• Required action 1:
Answer these questions about the passage on passive voice:
(a) What example sentence does the guidance give to show active voice?
(b) What does the corrected version of the font-size example say?
(c) According to the commentary, when does passive voice have a good use?
• Required action 2:
Print the passage on passive voice word for word, starting at "Passive voice hides" and ending at "direct and actionable.".
• Required action 3:
Carry on the passage on passive voice from its last sentence.

• Document passage:

****************

Mike Robbins shares some guidance:

Passive voice hides the actor, making instructions vague or more difficult to follow. Instead, use active voice to clarify who performs the action. Active voice includes any sentence where the subject performs the action (e.g., You run the script).

  • Incorrect: When the font size is adjusted, the code becomes easier to read.
  • Correct: If you adjust the font size, your code becomes easier to read.

Active voice makes instructions direct and actionable.

I hate passive voice enough that I would link to this post even if it were the only piece of advice on there. There are very specific good uses for passive voice in English, particularly when you do not know who the actor was and the actor does not matter. The rest of the time, people primarily use passive voice when they want to weasel out of something or avoid assigning blame. And most of the time, even when you think this you have a good use case for passive voice, you probably don’t.

****************

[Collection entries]

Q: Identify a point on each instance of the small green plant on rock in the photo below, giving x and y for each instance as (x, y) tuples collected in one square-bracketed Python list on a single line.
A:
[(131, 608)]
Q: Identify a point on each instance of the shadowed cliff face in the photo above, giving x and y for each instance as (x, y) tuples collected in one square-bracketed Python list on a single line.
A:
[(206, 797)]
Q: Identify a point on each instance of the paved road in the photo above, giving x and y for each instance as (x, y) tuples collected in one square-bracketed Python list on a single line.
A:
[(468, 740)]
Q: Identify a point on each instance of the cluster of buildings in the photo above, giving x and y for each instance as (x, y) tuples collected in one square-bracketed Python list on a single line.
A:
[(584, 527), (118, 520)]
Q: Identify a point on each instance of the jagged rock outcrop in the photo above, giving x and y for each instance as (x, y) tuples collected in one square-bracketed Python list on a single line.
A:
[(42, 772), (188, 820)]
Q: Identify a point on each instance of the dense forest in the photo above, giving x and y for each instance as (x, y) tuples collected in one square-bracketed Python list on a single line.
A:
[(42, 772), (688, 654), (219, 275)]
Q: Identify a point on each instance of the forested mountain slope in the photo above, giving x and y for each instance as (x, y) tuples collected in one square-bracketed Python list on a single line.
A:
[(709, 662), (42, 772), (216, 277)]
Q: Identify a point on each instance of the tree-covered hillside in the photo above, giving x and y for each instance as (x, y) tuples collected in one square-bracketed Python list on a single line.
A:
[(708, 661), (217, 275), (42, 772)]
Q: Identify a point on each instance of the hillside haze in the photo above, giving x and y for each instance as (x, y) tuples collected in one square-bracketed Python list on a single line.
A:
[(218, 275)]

****************

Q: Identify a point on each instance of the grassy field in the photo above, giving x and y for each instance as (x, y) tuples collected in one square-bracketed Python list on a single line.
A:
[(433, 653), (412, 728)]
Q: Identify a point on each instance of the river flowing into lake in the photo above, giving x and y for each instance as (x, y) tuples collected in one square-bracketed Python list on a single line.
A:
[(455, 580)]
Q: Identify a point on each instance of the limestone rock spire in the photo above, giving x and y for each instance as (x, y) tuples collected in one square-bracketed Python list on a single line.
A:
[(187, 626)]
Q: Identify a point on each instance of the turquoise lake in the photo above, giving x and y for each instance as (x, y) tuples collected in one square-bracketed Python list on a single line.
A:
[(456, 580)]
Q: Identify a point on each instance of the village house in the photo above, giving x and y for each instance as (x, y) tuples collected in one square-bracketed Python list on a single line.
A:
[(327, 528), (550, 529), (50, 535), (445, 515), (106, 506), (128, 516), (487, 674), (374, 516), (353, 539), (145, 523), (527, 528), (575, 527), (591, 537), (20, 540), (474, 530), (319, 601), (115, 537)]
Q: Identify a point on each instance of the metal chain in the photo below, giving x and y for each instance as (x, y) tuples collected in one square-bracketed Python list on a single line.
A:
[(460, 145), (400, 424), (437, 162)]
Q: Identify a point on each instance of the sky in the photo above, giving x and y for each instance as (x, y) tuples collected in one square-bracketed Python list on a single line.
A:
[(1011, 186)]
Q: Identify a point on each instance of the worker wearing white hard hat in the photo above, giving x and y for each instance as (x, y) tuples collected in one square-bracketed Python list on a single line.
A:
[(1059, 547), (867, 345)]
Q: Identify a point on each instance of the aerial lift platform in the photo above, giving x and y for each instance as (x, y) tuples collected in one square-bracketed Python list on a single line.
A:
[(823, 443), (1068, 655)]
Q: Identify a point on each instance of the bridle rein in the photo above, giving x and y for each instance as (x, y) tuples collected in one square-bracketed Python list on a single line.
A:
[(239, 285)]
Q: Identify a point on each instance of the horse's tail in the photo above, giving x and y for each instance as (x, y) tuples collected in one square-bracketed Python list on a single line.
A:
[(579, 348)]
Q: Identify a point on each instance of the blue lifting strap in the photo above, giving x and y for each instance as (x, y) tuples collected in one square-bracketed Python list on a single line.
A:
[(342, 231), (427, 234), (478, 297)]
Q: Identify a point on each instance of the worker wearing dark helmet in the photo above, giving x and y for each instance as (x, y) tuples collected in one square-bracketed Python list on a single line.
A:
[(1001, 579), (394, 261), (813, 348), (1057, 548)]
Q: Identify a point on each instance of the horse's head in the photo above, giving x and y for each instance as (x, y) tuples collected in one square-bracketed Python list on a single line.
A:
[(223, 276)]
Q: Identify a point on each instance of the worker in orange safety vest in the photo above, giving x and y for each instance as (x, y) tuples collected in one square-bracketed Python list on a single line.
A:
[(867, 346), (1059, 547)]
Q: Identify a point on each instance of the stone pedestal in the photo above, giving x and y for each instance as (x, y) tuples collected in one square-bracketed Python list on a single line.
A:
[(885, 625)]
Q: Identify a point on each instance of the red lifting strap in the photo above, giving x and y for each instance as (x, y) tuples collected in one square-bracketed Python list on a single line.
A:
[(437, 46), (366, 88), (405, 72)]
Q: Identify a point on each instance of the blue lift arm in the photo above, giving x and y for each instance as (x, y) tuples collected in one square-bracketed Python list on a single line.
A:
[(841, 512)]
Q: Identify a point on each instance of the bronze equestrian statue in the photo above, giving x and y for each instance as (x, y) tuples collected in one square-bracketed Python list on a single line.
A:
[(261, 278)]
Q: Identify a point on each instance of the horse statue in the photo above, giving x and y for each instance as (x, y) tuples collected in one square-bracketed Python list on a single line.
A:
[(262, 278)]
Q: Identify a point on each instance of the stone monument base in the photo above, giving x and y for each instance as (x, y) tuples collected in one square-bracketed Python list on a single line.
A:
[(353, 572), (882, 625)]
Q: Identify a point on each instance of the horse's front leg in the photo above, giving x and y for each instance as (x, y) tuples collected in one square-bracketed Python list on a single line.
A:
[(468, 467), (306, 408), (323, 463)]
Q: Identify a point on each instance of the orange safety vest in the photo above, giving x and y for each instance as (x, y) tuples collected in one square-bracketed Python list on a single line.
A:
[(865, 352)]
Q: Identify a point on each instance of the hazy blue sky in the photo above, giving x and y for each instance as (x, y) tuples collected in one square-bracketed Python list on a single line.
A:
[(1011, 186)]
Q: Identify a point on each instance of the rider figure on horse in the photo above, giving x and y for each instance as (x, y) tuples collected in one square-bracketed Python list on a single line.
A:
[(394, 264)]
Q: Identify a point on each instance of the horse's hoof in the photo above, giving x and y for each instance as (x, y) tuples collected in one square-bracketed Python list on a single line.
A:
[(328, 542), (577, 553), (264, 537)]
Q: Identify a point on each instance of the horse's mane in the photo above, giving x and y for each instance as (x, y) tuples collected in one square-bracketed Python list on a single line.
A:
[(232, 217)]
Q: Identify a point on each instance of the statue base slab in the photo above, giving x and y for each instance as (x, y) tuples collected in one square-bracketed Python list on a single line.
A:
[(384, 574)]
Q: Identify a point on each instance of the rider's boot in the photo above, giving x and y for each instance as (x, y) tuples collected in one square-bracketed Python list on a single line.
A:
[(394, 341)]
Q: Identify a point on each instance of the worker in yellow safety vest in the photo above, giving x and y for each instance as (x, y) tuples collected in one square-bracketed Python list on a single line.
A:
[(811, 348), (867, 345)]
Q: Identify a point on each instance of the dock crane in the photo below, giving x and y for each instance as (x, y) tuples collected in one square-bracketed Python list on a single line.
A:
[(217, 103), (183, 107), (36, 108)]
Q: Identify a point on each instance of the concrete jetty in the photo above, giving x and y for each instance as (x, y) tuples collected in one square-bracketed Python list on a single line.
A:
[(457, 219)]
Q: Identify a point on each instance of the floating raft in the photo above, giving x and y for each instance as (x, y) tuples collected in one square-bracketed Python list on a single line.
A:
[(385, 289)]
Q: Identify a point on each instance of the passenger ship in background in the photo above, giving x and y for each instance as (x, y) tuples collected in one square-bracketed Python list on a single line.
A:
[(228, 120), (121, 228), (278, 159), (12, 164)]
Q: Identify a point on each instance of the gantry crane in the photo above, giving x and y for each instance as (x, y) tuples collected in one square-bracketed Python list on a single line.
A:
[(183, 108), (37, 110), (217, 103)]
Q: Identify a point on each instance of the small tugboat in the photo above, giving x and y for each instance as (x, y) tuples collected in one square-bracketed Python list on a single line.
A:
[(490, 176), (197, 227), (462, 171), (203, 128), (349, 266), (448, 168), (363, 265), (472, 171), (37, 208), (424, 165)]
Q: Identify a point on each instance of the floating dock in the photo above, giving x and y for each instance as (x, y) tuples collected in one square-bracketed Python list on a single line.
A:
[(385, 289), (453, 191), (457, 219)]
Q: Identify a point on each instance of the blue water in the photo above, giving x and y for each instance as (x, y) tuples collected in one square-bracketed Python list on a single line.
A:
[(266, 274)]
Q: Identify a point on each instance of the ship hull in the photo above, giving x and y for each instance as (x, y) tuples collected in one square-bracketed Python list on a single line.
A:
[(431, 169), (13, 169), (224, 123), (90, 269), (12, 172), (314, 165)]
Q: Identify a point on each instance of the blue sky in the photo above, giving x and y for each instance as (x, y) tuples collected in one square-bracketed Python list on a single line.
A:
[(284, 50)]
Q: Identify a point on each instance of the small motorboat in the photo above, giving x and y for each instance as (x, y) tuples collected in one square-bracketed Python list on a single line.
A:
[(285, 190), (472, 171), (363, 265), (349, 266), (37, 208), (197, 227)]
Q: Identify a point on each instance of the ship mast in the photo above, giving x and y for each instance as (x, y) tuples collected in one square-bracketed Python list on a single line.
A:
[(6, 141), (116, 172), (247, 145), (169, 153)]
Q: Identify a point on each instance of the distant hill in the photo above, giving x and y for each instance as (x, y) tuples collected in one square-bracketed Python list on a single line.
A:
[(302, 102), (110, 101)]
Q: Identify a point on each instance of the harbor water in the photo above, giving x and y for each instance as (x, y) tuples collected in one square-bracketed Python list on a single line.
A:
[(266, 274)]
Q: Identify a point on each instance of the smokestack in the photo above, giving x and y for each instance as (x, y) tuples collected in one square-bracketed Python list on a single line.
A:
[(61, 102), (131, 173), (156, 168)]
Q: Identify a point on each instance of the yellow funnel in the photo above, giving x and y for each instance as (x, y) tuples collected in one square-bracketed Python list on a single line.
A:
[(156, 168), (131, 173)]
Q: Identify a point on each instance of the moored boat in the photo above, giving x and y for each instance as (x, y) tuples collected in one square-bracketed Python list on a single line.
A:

****************

• Reply 1:
(a) You run the script.
(b) If you adjust the font size, your code becomes easier to read.
(c) When you do not know who the actor was and the actor does not matter.

• Reply 2:
Passive voice hides the actor, making instructions vague or more difficult to follow. Instead, use active voice to clarify who performs the action. Active voice includes any sentence where the subject performs the action (e.g., You run the script).

  • Incorrect: When the font size is adjusted, the code becomes easier to read.
  • Correct: If you adjust the font size, your code becomes easier to read.

Active voice makes instructions direct and actionable.

• Reply 3:
Case in point: “Archduke Franz Ferdinand’s assassination was a primary inciting factor for the Great War.” This is passive voice—we swapped a verb (assassinate) to a noun (assassination) in order to focus on the direct object at the expense of the subject. The general rule of thumb is that if you can ask “By whom?” when reading a sentence, there is a very good chance that the author used passive voice. And we may think at first that the actor does not matter, but I chose this example precisely because he does. In order to understand why the Austro-Hungarian government reacted the way it did, you have to know that the assassin was a Serbian nationalist, that the Russian government had a particularly close connection with Serbia, and that the Austro-Hungarian government had a very contentious relationship with the Balkans at that point (and I’m being kind by using the word “contentious” here). Granted, it’s not critical to fit all of this into the one sentence, but removing the subject turns into a game of “hide the ball” way too quickly.

In active tense, I’d rewrite the sentence to be something like: “A primary inciting factor for the Great War occurred when a Serbian nationalist assassinated Archduke Franz Ferdinand.”